Porém, aprendi a amar a Itália desde pequeno. Meu avô paterno era torcedor do Palestra Itália e se tornou torcedor do Palmeiras em 1942, quando o ditador Getúlio Vargas publicou um decreto que, em resumo, considerava os cidadãos do chamado Eixo como inimigos da pátria. Deste modo, padeceram incontáveis italianos, alemães e japoneses, que viviam no Brasil e foram proibidos de falar a língua mãe em público. Empresários do Eixo tiveram que entregar seus negócios para administradores brasileiros, e associações esportivas e culturais, cujas denominações faziam referência aos países da tríade conhecida como Roberto (Roma, Berlim e Tóquio), tiveram que abrasileirar seus nomes ou desaparecer.
Eram os anos difíceis da Segunda Guerra Mundial. Mais difíceis para uns do que para outros. Meu bisavô italiano, de quem carrego o sobrenome Tosetto, perdeu a safra de laranja de seu sítio em 1942, pois o decreto de Getúlio Vargas desencadeou uma onda de ódio e preconceito contra imigrantes que vieram da Itália, Alemanha e Japão. Nenhum brasileiro comprou laranjas do meu bisavô italiano naquela safra, quando ele já contava com 77 anos de idade.
Porém, um brasileiro comprou o sítio por um valor abaixo do mercado. Meu bisavô passou os últimos anos de sua vida morando numa pequena casa no centro de Caçapava, recebendo o apoio de seus filhos. E ficou por isso mesmo: ninguém fala em dívida histórica com os imigrantes que escolheram viver no Brasil e pagaram um preço altíssimo apenas por terem nascido num país que, décadas depois, foi considerado um inimigo de Guerra.
Esse foi o prêmio que meu bisavô recebeu por ter acreditado que faria a América no Brasil, onde viveu por mais de meio século e, ainda assim, foi considerado persona non grata no país, por causa de um decreto de Vargas. Ele nasceu no Vêneto, em 1865, durante o período da unificação da Itália (1861 - 1871). Porém, ao contrário do que dizem por aí, ele não ganhou um palmo sequer de terra aqui no Brasil, mas comprou um sítio no interior de São Paulo com suas próprias economias, assim como tantos outros imigrantes italianos que vieram para cá no fim do século XIX e começo do século XX.

BLOCO DE DADOS -
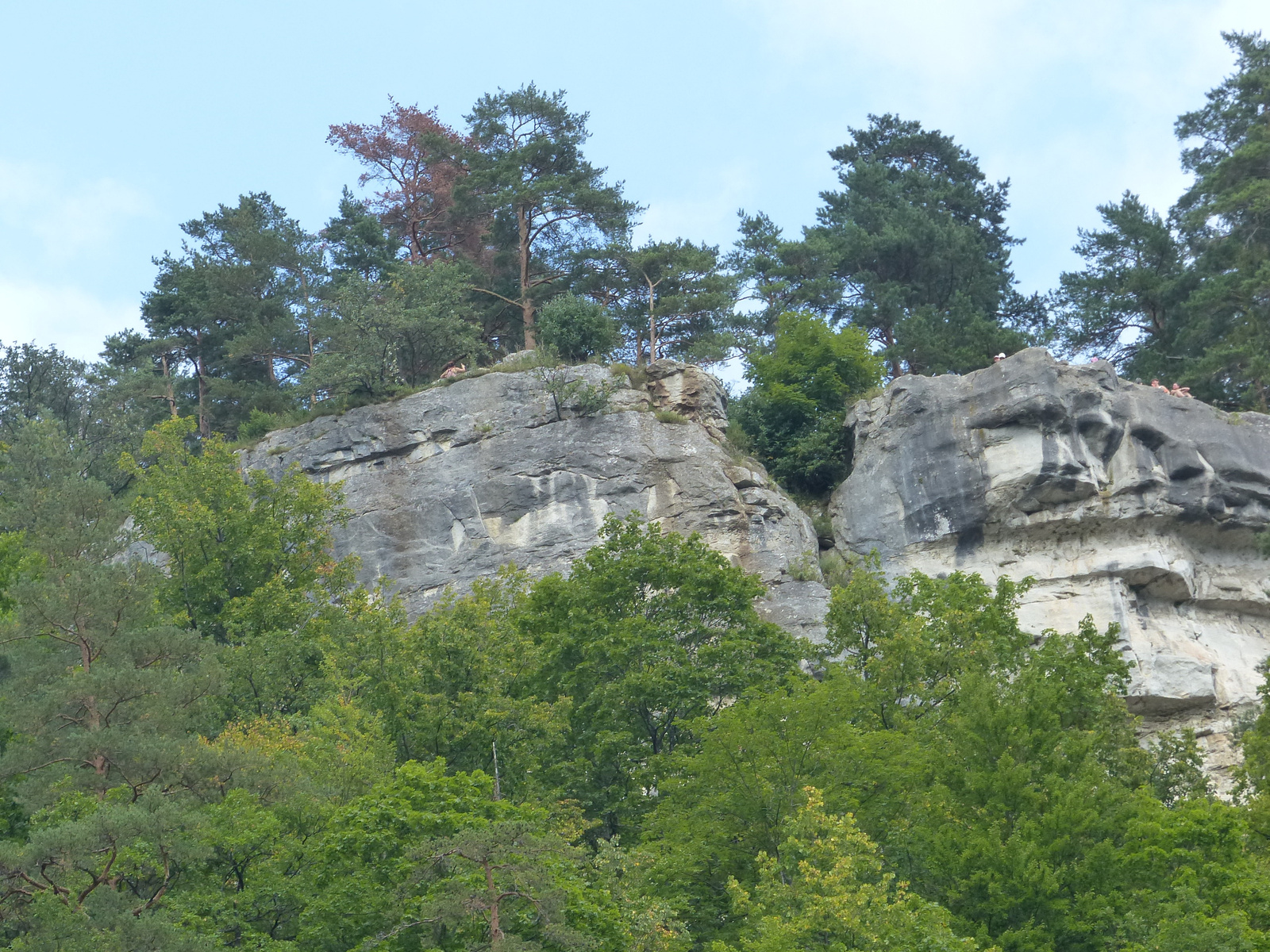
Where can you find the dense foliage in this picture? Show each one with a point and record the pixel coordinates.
(243, 748)
(793, 416)
(214, 736)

O QUE SE PEDE - Copie o trecho do texto fornecido que vai de "Eram os anos" a "inimigo de Guerra.", inclusive, substituindo "sítio" por "terreno".

RESPOSTA ESCRITA -
Eram os anos difíceis da Segunda Guerra Mundial. Mais difíceis para uns do que para outros. Meu bisavô italiano, de quem carrego o sobrenome Tosetto, perdeu a safra de laranja de seu terreno em 1942, pois o decreto de Getúlio Vargas desencadeou uma onda de ódio e preconceito contra imigrantes que vieram da Itália, Alemanha e Japão. Nenhum brasileiro comprou laranjas do meu bisavô italiano naquela safra, quando ele já contava com 77 anos de idade.
Porém, um brasileiro comprou o terreno por um valor abaixo do mercado. Meu bisavô passou os últimos anos de sua vida morando numa pequena casa no centro de Caçapava, recebendo o apoio de seus filhos. E ficou por isso mesmo: ninguém fala em dívida histórica com os imigrantes que escolheram viver no Brasil e pagaram um preço altíssimo apenas por terem nascido num país que, décadas depois, foi considerado um inimigo de Guerra.